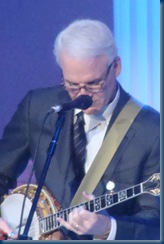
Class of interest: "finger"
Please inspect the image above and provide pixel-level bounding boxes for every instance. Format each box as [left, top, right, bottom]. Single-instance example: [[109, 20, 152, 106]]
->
[[83, 191, 95, 200]]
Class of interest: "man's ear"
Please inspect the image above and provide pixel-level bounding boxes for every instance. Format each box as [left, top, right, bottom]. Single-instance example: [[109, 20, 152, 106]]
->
[[114, 57, 122, 77]]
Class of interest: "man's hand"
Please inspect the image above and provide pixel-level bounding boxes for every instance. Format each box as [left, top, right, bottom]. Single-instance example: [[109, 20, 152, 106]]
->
[[57, 192, 111, 240], [0, 218, 18, 239]]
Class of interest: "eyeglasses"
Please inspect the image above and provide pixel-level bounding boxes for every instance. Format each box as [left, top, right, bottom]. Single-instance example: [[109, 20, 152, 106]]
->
[[63, 59, 116, 94]]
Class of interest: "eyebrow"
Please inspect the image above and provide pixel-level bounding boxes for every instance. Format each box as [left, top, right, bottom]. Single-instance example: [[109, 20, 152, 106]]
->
[[64, 78, 103, 85]]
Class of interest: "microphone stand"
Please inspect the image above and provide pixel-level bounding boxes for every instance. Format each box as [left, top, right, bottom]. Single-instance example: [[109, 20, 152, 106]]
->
[[18, 112, 65, 240]]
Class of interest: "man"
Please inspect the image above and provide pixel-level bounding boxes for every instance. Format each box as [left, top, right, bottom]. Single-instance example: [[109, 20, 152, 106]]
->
[[0, 19, 160, 240]]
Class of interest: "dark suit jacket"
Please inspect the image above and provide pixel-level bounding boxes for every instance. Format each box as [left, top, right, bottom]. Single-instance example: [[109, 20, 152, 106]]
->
[[0, 83, 160, 240]]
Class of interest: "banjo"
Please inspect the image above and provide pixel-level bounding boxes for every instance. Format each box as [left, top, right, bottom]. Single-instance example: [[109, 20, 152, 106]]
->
[[0, 173, 160, 240]]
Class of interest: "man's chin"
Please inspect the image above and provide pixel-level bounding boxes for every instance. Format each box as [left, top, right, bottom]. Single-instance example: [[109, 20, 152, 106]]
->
[[83, 107, 98, 114]]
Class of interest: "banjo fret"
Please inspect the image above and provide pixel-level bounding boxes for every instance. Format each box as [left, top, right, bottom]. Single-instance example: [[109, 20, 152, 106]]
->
[[0, 173, 160, 240]]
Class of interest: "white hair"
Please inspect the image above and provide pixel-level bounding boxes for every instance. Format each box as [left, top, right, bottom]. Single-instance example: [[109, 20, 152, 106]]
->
[[54, 19, 117, 66]]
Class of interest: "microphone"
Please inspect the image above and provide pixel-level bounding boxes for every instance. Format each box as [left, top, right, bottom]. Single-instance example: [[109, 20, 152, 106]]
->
[[51, 95, 93, 113]]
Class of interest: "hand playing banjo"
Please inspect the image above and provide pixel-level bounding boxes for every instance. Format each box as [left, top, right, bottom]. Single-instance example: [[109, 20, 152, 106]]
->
[[57, 192, 111, 240], [0, 218, 17, 240]]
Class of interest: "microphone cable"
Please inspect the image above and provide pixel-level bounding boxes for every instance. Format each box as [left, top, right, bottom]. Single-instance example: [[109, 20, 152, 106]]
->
[[18, 112, 52, 238]]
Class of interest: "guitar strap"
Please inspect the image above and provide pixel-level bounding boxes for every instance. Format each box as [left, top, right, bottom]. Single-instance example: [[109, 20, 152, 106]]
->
[[70, 98, 143, 206]]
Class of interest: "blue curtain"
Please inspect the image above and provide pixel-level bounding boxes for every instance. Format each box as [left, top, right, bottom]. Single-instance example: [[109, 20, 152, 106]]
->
[[113, 0, 160, 111]]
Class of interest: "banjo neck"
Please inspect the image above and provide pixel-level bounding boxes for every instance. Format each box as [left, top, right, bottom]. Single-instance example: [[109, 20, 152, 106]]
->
[[39, 173, 160, 235]]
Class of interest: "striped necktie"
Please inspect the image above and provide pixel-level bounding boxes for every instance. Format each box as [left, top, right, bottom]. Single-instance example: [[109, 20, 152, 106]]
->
[[74, 112, 87, 180]]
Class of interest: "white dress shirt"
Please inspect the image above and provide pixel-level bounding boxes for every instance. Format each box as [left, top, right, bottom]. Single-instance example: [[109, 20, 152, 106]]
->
[[75, 89, 120, 240]]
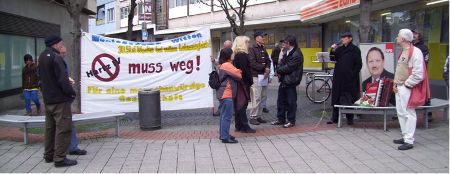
__________________________________________________
SET TASK:
Rewrite every line of the entries from the start through the line containing "[[114, 57, 122, 77]]", inclusive, keeping the requests, and shift each bounding-box coordinate in the answers up by 100. Leave the pictures out.

RESULT FOR THIS EXERCISE:
Class of interest: "finger"
Please inspect the image above and provide pixel-level bounding boxes for every instance. Format each box as [left, top, right, bottom]. Single-instance example: [[109, 20, 152, 106]]
->
[[183, 291, 195, 300]]
Class of interest: "man's ear"
Please inspect the image above and provide pixel-level bounding boxes for every instance. Format each box as [left, top, right, bottom]. Single-instance example: [[109, 20, 152, 106]]
->
[[214, 157, 222, 177]]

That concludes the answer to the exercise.